-- START Entries provided --
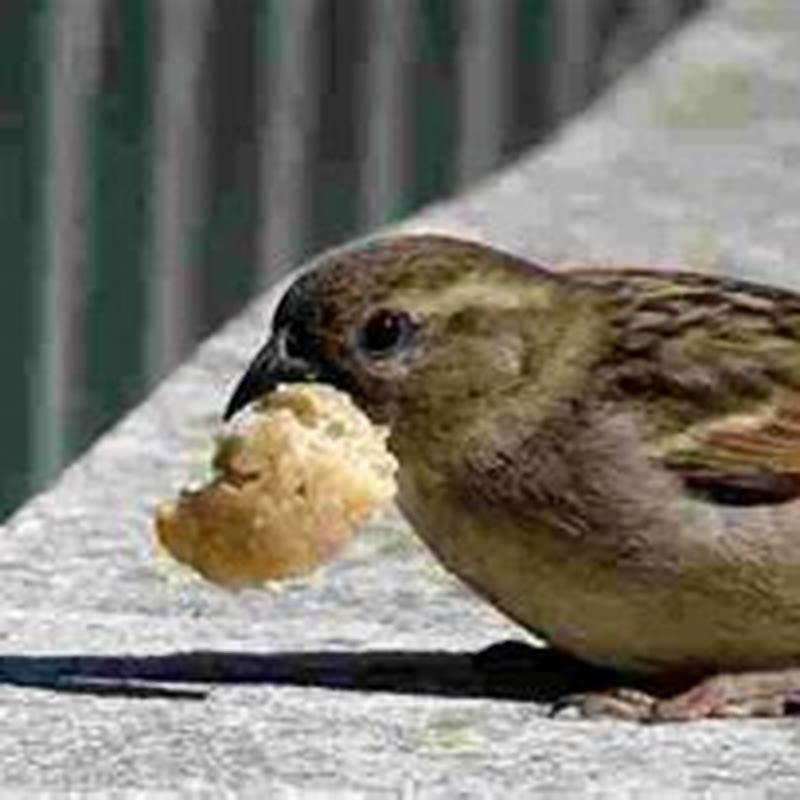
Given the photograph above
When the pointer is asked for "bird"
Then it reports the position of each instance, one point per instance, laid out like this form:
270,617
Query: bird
610,455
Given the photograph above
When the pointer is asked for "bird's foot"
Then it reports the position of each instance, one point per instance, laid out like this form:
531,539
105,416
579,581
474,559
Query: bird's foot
737,695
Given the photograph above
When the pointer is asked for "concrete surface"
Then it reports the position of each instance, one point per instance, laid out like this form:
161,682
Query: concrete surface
361,683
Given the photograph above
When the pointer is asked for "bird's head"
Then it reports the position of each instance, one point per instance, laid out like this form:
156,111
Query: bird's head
405,323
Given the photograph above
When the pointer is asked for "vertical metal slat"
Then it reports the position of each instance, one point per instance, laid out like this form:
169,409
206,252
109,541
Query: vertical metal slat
178,180
71,85
385,82
576,38
483,86
286,137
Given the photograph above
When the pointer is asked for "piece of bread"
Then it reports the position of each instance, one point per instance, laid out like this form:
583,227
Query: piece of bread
291,485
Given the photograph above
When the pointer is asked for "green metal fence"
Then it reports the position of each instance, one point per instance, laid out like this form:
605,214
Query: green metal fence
162,160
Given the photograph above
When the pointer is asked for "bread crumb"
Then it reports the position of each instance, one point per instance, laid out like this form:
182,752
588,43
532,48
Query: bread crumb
292,482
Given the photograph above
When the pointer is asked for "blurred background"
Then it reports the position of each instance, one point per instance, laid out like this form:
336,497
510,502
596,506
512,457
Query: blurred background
161,161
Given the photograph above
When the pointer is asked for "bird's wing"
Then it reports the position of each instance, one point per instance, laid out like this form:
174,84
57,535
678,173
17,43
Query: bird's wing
713,366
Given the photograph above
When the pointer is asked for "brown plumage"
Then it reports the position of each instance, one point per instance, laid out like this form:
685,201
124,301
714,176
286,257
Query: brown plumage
610,456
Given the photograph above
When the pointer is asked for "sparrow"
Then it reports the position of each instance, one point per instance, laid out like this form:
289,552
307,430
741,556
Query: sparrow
610,456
-- END Entries provided --
Restate the data above word for word. Do not include the images.

Given the photograph above
When the pointer is asked for "bird"
Then it reports the position of each instance, one point per instance, laid out like this form:
270,617
Query: bird
610,455
Given the photograph above
When the pointer is asked for "bird's foot"
Then it reports the position of each instance, one point per instance, laid out like this form:
531,539
105,416
579,581
474,559
Query: bird's foot
737,695
Given the photograph above
When the pointer is asked for "concrete surface"
Then it reports the position of each instance, one point per instance, laid out like this form:
161,682
Query: concrete surface
361,683
Given the photograph above
When the pointer is asked for "bird's head"
Then it reports the position of each instance, one point per instance, laid out like this form:
156,111
Query: bird's head
405,323
Given the photograph above
When the pointer is asked for "vertical metal slat"
Then it reports the position of each instance, one point per instance, laid out like this form:
169,409
206,252
109,541
Query: vertical metal slat
178,180
71,85
385,82
576,38
483,86
286,137
Given the photograph above
When the pointer is asked for "piece of bread"
Then it reports the position of each instance, one point per instance, laid out like this form:
583,227
Query: piece of bread
291,485
Given the photograph above
When the pointer is asked for "green metal fence"
Then it reports the position of each instance, one point per instance, laid out like this form:
605,214
Query: green metal fence
162,160
Given the photograph above
When the pointer is asked for "bread crumb"
Then it reports the position of each instance, one point per instance, laid out like this form:
182,752
588,43
532,48
Query: bread crumb
292,482
Given the photograph above
When the pointer is asked for "blurred background"
Then it reports the position of each instance, one point per instance, laid out like this form:
336,497
510,502
596,506
512,457
Query: blurred background
161,161
Given the photograph above
When the pointer is asked for "bird's wing"
Then it reports the position of each instance, one point per instance, laid out like this form:
174,84
57,535
678,173
17,43
Query: bird's wing
713,366
Given the photograph above
When the pointer is asked for "brown plumage"
Then it reports the position of each instance, one point per instance, laid out like this form:
685,201
124,301
714,176
286,257
Query: brown plumage
610,456
Given the photograph above
When the pointer is asked for "sparrow"
Then it reports the position of each instance, one point per instance, laid out like this form:
289,552
307,430
741,556
Query: sparrow
610,456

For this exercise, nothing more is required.